▶ **GOAL**: State how many lines of the following material contain the word "below". Give only the number.

▶ **RECORDS SUPPLIED**:
* * *

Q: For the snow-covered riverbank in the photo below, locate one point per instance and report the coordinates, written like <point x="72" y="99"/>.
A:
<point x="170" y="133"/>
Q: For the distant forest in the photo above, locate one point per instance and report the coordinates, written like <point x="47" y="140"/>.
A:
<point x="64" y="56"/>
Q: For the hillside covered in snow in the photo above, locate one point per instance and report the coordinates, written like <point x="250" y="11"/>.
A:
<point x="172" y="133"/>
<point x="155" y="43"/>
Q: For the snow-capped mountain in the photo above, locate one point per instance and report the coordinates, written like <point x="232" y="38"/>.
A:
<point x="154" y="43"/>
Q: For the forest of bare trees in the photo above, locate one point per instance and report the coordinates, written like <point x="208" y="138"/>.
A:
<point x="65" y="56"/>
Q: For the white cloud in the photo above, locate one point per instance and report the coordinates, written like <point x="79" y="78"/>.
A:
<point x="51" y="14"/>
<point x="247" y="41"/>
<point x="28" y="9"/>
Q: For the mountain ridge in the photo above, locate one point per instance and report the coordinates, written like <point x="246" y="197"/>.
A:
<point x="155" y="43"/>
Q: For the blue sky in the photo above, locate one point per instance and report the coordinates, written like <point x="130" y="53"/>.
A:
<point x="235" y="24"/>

* * *

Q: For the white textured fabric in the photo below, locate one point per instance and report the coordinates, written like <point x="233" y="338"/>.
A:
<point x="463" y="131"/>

* * *

▶ **SOLUTION FOR THIS EXERCISE**: 2